I'm updating swapspace and figured I should enforce correct permissions on the
swapfile directory. By default, debhelper seems to install directories as 755
which is what Debian Policy says to do. However, the swapfile directory
(/var/lib/swapspace) probably should be 700, because no one but root has any
need to access it.

In 1.14-1 I removed the postinst script that enforced these permissions,
assuming that upstream changes to enforce these permissions when installing
would work. This was incorrect, so I will need to enforce these permissions
differently. (And yes, I should have confirmed that this worked before removing
this script, my mistake)

I looked into how other packages do this and found NetworkManager, which uses a
simple chmod:

https://sources.debian.org/src/network-manager/1.14.6-2+deb10u1/debian/network-manager.postinst/#L28

Swapspace originally used dpkg-statoverride:
https://sources.debian.org/src/swapspace/1.10-4/debian/postinst/

Lintian warns me about using dpkg-statoverride without checking if the override
exists first
(https://lintian.debian.org/tags/unconditional-use-of-dpkg-statoverride.html ),
and policy says "There is one type of situation, though, where calls to
dpkg-statoverride would be needed in the maintainer scripts, and that involves
packages which use dynamically allocated user or group ids."  (10.9.1) This
would imply that I shouldn't use it for changing permissions in this way, though
the beginning of this section also says "This section is not intended as policy,
but as a description of the use of dpkg-statoverride."

Tasks to carry out:
1: Please return the part of the swapspace post between "In 1.14-1 I" and "script, my mistake)", inclusive, word for word.
2: List every URL that appears in the swapspace post.

Photo-based point labeling data
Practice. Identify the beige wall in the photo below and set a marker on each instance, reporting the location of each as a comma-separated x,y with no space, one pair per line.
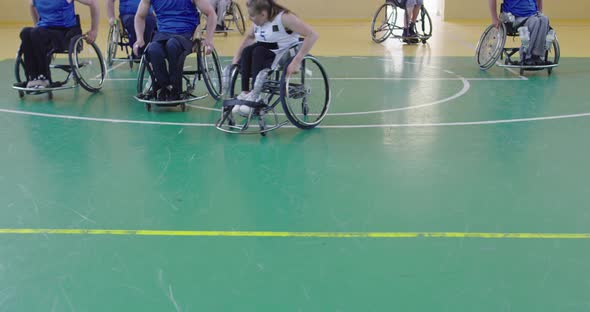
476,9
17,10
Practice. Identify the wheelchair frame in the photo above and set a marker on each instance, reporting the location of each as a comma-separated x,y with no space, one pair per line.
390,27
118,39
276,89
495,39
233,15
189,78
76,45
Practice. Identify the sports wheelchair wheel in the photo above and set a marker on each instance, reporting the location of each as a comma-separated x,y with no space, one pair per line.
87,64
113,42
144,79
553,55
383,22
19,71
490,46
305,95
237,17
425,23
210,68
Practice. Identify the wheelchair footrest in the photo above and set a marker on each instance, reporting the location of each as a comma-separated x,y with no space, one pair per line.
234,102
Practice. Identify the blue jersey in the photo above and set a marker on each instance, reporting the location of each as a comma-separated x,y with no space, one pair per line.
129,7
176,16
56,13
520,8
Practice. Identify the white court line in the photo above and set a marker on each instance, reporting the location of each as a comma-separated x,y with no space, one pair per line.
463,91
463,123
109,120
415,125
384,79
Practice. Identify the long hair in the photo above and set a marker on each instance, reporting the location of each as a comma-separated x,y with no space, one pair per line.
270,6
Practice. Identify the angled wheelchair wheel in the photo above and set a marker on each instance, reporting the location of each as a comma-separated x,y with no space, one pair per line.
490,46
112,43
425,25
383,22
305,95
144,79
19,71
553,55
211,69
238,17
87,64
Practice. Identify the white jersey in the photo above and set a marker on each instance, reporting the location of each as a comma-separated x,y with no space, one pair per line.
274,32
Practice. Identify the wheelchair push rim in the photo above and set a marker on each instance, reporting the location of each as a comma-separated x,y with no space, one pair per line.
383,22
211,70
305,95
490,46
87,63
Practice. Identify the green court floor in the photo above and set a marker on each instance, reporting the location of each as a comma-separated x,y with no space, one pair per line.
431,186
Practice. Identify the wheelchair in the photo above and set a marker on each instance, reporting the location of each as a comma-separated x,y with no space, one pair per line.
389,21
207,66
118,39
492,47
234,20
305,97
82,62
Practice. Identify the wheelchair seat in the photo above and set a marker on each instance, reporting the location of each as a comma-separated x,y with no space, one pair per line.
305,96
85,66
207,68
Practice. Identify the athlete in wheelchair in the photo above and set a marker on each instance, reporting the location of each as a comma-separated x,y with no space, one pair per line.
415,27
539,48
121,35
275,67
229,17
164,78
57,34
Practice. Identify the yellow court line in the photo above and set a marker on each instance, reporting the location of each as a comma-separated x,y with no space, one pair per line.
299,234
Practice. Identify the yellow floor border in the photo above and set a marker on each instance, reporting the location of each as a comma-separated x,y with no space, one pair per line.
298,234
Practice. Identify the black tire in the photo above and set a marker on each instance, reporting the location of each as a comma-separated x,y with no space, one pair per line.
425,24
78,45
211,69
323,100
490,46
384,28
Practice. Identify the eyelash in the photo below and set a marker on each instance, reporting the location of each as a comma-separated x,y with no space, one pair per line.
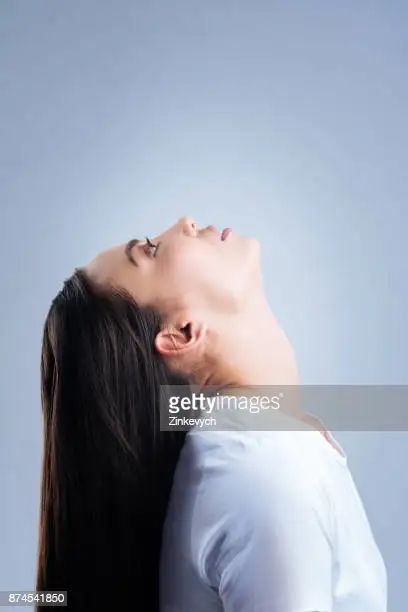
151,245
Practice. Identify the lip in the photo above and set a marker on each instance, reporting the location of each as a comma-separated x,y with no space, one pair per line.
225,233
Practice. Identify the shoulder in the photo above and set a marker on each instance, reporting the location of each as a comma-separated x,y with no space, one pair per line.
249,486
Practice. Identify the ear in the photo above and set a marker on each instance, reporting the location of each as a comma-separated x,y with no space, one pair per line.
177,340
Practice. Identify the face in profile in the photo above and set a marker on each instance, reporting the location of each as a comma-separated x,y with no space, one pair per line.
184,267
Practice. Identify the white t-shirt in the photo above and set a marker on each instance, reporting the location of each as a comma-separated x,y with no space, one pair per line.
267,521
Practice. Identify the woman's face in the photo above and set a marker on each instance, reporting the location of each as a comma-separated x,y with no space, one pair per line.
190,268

Answers below:
1:
In 1.14-1 I removed the postinst script that enforced these permissions,
assuming that upstream changes to enforce these permissions when installing
would work. This was incorrect, so I will need to enforce these permissions
differently. (And yes, I should have confirmed that this worked before removing
this script, my mistake)

2:
https://sources.debian.org/src/network-manager/1.14.6-2+deb10u1/debian/network-manager.postinst/#L28
https://sources.debian.org/src/swapspace/1.10-4/debian/postinst/
https://lintian.debian.org/tags/unconditional-use-of-dpkg-statoverride.html